[Data excerpts Boundary: Start]
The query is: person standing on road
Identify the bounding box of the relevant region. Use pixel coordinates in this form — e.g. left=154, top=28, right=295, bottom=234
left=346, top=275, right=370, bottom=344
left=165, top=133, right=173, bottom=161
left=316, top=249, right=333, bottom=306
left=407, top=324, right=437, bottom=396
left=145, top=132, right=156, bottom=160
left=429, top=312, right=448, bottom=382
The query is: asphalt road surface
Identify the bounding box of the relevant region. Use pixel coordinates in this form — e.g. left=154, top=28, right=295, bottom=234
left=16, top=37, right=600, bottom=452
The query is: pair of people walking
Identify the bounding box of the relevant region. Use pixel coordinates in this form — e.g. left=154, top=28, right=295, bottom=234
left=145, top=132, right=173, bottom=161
[Data excerpts Boundary: End]
**Work to complete**
The data above needs to be repeated exactly, line for line.

**Finished exercise**
The query is: person standing on road
Identify the bounding box of the relevant region. Use pixel coordinates in this form — e.g. left=154, top=28, right=295, bottom=234
left=346, top=275, right=370, bottom=344
left=165, top=133, right=173, bottom=161
left=316, top=249, right=333, bottom=306
left=407, top=324, right=437, bottom=396
left=145, top=132, right=156, bottom=160
left=429, top=312, right=448, bottom=382
The query is: asphalt road surface
Identify the bounding box of the relevant region. Use pixel coordinates in this form — e.g. left=154, top=28, right=295, bottom=234
left=16, top=37, right=600, bottom=452
The query is: pair of people walking
Identify the bounding box of the relevant region. Use pixel coordinates in this form — e.g. left=154, top=28, right=295, bottom=234
left=145, top=132, right=173, bottom=161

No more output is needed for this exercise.